■ Quoted passage:

============

In reply to: Gilles Darold (#26)

1 attachment(s)

Re: [Proposal] vacuumdb --schema only

On Fri, Apr 22, 2022 at 11:57:05AM +0200, Gilles Darold wrote:

Patch v10 attached.

Thanks! I've attached a v11 with some minor editorialization. I think I
was able to improve the error handling for invalid combinations of
command-line options a bit, but please let me know what you think.

--
Nathan Bossart
Amazon Web Services: https://aws.amazon.com

Attachments:

v11-0001-Add-schema-and-exclude-schema-options-to-vacuumd.patchtext/x-diff; charset=us-asciiDownload

From c180a56055bb9c61c4bb81d586aeb99241596457 Mon Sep 17 00:00:00 2001
From: Nathan Bossart <nathandbossart@gmail.com>
Date: Fri, 22 Apr 2022 22:34:38 -0700
Subject: [PATCH v11 1/1] Add --schema and --exclude-schema options to
 vacuumdb.

============

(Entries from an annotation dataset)

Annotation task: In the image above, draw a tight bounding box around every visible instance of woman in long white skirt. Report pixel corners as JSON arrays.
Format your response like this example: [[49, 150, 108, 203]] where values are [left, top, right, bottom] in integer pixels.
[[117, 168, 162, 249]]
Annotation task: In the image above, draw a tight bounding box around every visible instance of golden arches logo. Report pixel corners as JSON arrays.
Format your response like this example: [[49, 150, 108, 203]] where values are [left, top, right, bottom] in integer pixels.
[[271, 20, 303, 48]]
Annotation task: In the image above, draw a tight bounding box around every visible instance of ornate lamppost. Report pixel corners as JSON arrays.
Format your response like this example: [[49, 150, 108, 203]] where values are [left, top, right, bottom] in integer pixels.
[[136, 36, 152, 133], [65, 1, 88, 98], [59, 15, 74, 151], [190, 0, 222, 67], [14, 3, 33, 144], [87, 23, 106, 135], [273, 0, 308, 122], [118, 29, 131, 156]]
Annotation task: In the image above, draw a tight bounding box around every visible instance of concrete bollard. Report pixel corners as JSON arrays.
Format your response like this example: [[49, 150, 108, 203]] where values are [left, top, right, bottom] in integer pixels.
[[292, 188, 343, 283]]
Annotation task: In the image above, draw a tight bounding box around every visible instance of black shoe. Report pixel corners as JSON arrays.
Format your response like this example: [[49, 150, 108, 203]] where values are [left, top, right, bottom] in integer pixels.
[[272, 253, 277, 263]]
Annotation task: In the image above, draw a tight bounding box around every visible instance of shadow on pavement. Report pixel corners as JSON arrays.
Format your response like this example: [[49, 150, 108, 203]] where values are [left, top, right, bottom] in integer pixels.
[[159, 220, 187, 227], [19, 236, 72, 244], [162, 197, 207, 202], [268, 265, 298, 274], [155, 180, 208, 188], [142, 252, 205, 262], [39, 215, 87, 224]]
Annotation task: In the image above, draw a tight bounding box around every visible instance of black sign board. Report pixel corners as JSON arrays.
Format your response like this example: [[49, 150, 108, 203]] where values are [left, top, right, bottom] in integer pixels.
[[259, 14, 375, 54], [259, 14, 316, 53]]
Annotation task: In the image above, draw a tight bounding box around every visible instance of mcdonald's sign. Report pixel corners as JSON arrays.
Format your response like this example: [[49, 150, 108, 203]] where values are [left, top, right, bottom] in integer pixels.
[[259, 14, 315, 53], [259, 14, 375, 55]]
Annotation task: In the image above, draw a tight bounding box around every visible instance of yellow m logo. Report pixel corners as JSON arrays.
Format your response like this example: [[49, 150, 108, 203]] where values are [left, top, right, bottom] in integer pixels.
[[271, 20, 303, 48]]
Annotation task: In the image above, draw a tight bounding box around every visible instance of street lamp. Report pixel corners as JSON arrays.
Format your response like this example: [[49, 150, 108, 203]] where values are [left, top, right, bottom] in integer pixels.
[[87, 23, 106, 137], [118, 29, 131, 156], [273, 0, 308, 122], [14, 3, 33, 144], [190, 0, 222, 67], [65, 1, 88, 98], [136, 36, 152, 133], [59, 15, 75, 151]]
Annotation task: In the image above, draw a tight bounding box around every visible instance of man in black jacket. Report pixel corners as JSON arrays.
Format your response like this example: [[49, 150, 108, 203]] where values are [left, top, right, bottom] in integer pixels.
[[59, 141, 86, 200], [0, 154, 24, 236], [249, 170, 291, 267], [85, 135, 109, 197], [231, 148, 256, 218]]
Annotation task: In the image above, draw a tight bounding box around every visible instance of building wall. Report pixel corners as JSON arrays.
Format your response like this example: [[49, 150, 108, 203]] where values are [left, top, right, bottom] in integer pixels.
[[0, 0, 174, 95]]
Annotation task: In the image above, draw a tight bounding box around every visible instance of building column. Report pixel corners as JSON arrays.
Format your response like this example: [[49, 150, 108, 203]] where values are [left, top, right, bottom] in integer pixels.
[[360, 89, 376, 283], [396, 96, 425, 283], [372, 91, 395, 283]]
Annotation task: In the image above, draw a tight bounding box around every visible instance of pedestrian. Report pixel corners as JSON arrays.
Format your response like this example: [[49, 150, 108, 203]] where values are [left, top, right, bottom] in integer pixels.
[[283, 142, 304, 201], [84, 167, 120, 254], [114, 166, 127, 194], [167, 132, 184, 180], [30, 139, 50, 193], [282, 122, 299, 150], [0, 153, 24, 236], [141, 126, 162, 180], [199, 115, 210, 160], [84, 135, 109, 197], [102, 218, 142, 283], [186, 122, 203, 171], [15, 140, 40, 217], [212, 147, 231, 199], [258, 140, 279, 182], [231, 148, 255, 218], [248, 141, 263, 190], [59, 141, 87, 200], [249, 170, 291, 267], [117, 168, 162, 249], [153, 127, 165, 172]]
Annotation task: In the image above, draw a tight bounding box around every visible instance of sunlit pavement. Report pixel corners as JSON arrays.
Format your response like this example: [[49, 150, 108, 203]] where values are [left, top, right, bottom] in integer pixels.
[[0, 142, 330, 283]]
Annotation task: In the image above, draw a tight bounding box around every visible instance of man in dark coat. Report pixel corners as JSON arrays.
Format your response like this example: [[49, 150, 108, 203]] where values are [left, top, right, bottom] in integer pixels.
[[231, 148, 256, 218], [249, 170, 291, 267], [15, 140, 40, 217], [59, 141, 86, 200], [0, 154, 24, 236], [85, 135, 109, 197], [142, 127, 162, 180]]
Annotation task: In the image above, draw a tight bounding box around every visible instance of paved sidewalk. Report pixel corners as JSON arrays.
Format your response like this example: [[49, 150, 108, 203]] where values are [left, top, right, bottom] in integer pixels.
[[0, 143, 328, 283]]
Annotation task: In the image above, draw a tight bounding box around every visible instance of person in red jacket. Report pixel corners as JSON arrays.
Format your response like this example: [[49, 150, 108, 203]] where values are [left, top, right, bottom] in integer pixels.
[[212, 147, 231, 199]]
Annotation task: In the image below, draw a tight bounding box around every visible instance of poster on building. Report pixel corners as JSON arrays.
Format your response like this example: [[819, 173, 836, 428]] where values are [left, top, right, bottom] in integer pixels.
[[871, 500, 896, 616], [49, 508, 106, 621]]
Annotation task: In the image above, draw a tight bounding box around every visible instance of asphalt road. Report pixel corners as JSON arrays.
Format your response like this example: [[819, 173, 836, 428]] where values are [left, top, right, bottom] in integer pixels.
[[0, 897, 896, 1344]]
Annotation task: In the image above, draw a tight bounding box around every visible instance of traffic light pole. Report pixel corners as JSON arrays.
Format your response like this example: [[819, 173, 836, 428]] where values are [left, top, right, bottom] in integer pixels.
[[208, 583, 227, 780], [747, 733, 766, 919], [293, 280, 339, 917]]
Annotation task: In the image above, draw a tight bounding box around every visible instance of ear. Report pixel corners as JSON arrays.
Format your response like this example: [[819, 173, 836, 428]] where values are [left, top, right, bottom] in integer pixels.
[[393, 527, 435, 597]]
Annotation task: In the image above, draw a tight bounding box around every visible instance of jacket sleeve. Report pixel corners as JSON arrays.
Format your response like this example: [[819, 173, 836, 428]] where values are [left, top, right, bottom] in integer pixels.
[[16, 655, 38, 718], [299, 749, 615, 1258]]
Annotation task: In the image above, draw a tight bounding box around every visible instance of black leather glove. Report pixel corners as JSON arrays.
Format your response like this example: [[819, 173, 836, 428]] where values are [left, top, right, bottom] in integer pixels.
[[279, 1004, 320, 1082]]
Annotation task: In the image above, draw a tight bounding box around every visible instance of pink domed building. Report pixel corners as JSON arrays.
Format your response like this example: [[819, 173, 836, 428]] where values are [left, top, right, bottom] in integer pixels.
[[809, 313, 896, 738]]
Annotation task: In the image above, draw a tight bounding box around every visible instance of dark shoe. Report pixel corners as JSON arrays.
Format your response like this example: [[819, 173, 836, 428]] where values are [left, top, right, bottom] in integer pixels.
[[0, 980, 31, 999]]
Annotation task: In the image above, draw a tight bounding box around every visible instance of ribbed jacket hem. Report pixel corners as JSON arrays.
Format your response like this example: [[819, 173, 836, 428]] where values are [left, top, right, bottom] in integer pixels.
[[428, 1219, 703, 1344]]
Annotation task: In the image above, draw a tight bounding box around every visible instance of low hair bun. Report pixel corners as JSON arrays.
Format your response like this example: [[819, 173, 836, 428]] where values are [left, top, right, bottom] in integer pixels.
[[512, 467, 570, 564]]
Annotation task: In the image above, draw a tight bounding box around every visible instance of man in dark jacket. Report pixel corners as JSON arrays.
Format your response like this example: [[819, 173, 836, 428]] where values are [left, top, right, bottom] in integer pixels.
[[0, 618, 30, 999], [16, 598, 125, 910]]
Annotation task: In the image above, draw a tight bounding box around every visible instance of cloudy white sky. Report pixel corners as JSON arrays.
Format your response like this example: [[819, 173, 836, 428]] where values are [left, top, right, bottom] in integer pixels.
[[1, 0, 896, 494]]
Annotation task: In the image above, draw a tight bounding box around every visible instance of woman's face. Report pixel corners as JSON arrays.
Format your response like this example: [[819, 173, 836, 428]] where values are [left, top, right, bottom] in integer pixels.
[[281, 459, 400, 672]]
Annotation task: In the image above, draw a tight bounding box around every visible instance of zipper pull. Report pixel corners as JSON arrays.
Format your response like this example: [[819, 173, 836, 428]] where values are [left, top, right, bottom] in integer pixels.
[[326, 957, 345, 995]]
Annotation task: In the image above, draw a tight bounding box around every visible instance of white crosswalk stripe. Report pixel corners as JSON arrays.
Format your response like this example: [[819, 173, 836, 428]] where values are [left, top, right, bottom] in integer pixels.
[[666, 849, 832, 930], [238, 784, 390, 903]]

============

■ What the exercise asks:
Rewrite the vacuumdb reply between "1 attachment(s)" and "what you think.", inclusive, putting "tighten" wherever "improve" appears.

■ Task answer:
1 attachment(s)

Re: [Proposal] vacuumdb --schema only

On Fri, Apr 22, 2022 at 11:57:05AM +0200, Gilles Darold wrote:

Patch v10 attached.

Thanks! I've attached a v11 with some minor editorialization. I think I
was able to tighten the error handling for invalid combinations of
command-line options a bit, but please let me know what you think.